- _How to complete this task_: Word for word, retype the tail of the data below, starting with the line that has "of the cloudy" and including the last line.

- _Materials provided_:
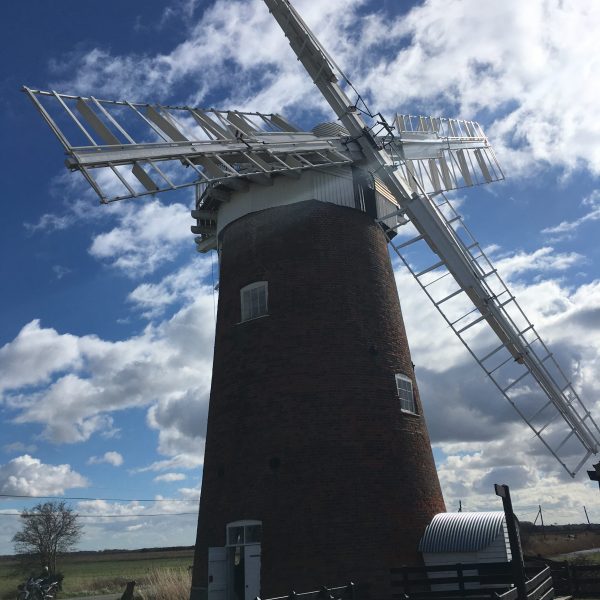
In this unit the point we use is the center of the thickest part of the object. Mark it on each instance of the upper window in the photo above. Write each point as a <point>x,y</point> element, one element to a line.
<point>254,298</point>
<point>406,393</point>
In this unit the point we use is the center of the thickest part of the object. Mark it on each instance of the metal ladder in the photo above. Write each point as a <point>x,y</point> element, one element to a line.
<point>521,366</point>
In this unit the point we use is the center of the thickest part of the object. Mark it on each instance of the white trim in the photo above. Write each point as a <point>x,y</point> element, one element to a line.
<point>408,403</point>
<point>254,306</point>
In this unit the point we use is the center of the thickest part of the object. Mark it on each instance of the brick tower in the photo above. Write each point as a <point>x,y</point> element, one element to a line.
<point>318,466</point>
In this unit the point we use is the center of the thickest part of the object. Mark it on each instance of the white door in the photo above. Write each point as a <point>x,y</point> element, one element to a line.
<point>217,573</point>
<point>252,571</point>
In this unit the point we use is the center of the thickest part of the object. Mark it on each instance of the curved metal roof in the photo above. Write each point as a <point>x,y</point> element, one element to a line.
<point>461,532</point>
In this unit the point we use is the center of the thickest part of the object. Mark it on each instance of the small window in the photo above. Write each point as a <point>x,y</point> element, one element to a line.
<point>406,393</point>
<point>254,300</point>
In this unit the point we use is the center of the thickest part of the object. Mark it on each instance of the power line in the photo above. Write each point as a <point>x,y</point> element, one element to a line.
<point>103,516</point>
<point>88,498</point>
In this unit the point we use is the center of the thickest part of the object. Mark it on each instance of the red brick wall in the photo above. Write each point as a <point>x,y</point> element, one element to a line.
<point>312,386</point>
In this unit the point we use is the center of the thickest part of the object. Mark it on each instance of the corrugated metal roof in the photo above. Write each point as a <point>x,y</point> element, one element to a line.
<point>461,532</point>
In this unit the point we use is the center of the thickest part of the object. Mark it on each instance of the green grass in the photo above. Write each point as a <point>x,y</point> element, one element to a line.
<point>99,573</point>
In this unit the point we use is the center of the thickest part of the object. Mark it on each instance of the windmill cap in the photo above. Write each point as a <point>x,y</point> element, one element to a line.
<point>330,130</point>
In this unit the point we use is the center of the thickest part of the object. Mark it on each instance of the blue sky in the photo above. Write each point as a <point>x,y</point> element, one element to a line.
<point>107,313</point>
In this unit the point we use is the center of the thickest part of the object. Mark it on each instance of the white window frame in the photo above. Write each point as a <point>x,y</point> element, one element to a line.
<point>406,394</point>
<point>253,309</point>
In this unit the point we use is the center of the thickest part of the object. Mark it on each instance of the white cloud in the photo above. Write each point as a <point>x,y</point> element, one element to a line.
<point>36,353</point>
<point>183,285</point>
<point>28,476</point>
<point>171,477</point>
<point>19,447</point>
<point>148,234</point>
<point>110,458</point>
<point>567,228</point>
<point>540,260</point>
<point>168,365</point>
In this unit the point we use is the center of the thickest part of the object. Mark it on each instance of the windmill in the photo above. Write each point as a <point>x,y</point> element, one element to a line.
<point>318,466</point>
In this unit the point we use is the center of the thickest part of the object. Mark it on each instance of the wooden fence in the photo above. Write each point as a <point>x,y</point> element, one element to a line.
<point>480,581</point>
<point>571,579</point>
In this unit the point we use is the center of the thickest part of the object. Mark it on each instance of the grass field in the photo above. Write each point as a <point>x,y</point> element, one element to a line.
<point>100,572</point>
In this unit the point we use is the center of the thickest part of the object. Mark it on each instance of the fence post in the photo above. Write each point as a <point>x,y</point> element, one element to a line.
<point>351,588</point>
<point>461,581</point>
<point>405,579</point>
<point>513,537</point>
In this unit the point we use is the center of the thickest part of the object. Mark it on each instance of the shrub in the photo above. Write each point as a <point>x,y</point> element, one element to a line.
<point>167,584</point>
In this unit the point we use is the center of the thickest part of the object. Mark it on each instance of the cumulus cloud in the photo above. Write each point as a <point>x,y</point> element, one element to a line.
<point>147,235</point>
<point>167,365</point>
<point>28,476</point>
<point>183,285</point>
<point>169,477</point>
<point>567,228</point>
<point>110,458</point>
<point>19,447</point>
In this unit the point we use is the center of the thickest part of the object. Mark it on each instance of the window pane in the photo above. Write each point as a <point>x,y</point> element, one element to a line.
<point>254,300</point>
<point>235,535</point>
<point>253,534</point>
<point>406,393</point>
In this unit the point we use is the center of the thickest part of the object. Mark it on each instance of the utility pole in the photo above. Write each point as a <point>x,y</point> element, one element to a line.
<point>514,540</point>
<point>595,474</point>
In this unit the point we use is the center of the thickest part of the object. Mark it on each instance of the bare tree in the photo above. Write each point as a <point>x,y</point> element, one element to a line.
<point>48,529</point>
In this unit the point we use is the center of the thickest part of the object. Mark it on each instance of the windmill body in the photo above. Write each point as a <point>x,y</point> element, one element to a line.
<point>318,467</point>
<point>307,436</point>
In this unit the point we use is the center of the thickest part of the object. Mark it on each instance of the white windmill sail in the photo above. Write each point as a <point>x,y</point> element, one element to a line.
<point>126,149</point>
<point>435,154</point>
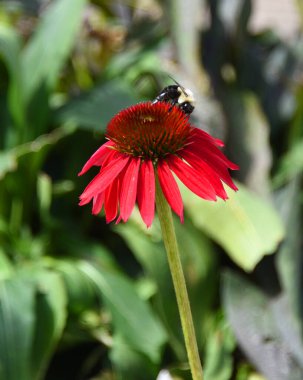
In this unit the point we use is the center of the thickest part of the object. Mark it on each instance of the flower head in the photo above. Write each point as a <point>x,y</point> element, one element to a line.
<point>146,140</point>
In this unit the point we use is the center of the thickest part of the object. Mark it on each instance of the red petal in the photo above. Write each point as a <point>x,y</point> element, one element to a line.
<point>146,192</point>
<point>170,188</point>
<point>98,157</point>
<point>107,174</point>
<point>111,200</point>
<point>206,136</point>
<point>129,188</point>
<point>98,203</point>
<point>215,162</point>
<point>206,171</point>
<point>205,148</point>
<point>192,178</point>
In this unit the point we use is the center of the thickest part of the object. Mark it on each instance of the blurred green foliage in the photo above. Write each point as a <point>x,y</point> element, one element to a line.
<point>80,299</point>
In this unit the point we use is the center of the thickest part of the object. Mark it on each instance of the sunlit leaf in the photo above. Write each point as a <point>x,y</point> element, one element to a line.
<point>48,49</point>
<point>10,45</point>
<point>129,363</point>
<point>50,317</point>
<point>218,363</point>
<point>132,317</point>
<point>94,109</point>
<point>246,226</point>
<point>17,323</point>
<point>252,319</point>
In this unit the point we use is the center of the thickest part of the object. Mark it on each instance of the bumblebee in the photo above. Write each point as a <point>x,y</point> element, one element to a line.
<point>178,96</point>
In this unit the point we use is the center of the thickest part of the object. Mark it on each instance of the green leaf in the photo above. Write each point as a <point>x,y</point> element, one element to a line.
<point>220,345</point>
<point>51,44</point>
<point>133,318</point>
<point>94,109</point>
<point>50,311</point>
<point>81,293</point>
<point>251,316</point>
<point>289,256</point>
<point>6,267</point>
<point>32,317</point>
<point>130,364</point>
<point>200,267</point>
<point>291,164</point>
<point>10,45</point>
<point>246,226</point>
<point>17,319</point>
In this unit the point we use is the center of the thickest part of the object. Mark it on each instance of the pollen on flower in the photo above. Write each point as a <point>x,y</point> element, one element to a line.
<point>149,140</point>
<point>149,130</point>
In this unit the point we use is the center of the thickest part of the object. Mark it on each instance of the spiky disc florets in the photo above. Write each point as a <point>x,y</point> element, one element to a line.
<point>149,131</point>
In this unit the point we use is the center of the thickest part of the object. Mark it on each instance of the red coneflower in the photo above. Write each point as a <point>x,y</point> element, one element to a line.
<point>146,139</point>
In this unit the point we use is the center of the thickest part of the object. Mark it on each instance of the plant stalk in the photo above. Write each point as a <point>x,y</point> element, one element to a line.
<point>171,246</point>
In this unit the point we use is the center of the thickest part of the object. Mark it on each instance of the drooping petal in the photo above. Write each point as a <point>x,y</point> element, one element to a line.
<point>98,157</point>
<point>129,186</point>
<point>191,178</point>
<point>216,163</point>
<point>204,170</point>
<point>205,148</point>
<point>111,201</point>
<point>170,188</point>
<point>98,201</point>
<point>204,135</point>
<point>146,192</point>
<point>107,174</point>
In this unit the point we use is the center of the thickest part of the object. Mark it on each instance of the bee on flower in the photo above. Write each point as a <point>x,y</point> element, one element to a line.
<point>155,140</point>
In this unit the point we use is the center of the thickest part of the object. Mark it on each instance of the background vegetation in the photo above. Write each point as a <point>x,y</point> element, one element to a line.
<point>80,299</point>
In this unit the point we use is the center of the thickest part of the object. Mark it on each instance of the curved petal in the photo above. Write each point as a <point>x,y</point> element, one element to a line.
<point>170,188</point>
<point>98,157</point>
<point>191,178</point>
<point>206,171</point>
<point>107,174</point>
<point>216,163</point>
<point>205,136</point>
<point>111,200</point>
<point>129,186</point>
<point>98,201</point>
<point>205,149</point>
<point>146,192</point>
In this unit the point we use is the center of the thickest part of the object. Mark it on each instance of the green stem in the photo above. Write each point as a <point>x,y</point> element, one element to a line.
<point>171,246</point>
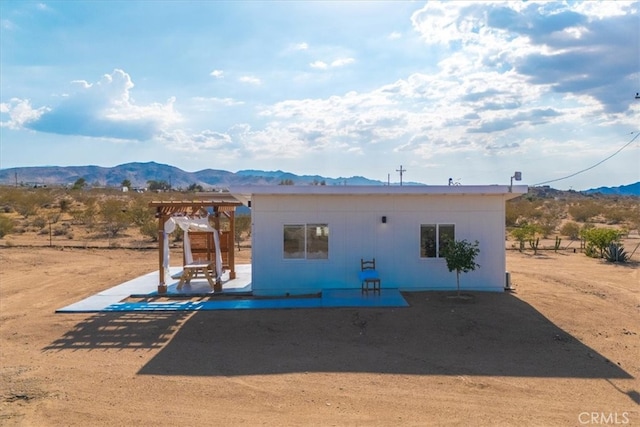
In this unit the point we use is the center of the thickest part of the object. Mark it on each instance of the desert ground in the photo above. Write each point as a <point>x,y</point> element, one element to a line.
<point>562,349</point>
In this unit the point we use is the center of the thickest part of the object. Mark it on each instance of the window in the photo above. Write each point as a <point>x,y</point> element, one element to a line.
<point>306,241</point>
<point>434,238</point>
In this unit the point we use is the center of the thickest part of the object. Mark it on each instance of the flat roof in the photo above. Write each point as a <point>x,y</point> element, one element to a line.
<point>244,193</point>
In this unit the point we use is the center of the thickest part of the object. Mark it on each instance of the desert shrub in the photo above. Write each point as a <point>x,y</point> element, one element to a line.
<point>61,230</point>
<point>522,209</point>
<point>524,233</point>
<point>547,223</point>
<point>114,216</point>
<point>597,239</point>
<point>140,213</point>
<point>39,222</point>
<point>65,204</point>
<point>150,229</point>
<point>27,205</point>
<point>571,230</point>
<point>584,211</point>
<point>615,253</point>
<point>6,225</point>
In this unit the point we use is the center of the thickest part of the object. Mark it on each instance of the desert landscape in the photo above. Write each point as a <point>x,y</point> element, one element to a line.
<point>561,349</point>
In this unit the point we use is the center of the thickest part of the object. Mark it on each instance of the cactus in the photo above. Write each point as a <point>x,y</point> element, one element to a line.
<point>615,253</point>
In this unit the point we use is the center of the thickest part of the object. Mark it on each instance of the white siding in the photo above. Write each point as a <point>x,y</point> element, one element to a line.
<point>356,231</point>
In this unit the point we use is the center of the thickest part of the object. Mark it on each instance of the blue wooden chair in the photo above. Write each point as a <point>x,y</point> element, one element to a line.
<point>369,276</point>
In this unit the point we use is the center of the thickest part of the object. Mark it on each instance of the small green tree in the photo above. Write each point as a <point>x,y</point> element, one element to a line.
<point>571,230</point>
<point>600,239</point>
<point>6,225</point>
<point>461,257</point>
<point>242,225</point>
<point>79,184</point>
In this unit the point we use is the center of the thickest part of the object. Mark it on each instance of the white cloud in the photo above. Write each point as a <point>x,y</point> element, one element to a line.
<point>226,102</point>
<point>320,65</point>
<point>20,113</point>
<point>101,109</point>
<point>341,62</point>
<point>300,46</point>
<point>337,63</point>
<point>250,80</point>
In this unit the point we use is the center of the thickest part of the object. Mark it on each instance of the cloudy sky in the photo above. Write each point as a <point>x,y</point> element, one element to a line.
<point>469,90</point>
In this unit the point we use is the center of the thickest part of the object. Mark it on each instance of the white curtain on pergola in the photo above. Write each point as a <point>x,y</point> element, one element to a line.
<point>190,224</point>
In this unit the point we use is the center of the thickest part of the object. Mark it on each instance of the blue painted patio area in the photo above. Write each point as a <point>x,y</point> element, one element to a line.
<point>235,295</point>
<point>332,298</point>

- _Answer box_:
In this unit the point we use is the center of the thickest part of the object. Mark it on each instance of the cloudy sky in the photo above. Write each point as a <point>x,y</point> element, one element to a line.
<point>469,90</point>
In this unit the point we use is the center of the thickest part of the object. Mark it on each instance of the white curtain on pergola in the photo above. Write each point as a <point>x,y</point> element, one element to a line.
<point>190,224</point>
In this unit the point we use is the center of the thickest part of the object. Mark it on each instance of the blue painted patio area in the photo above. Write each point as a <point>x,y</point> element, one element to a line.
<point>235,295</point>
<point>332,298</point>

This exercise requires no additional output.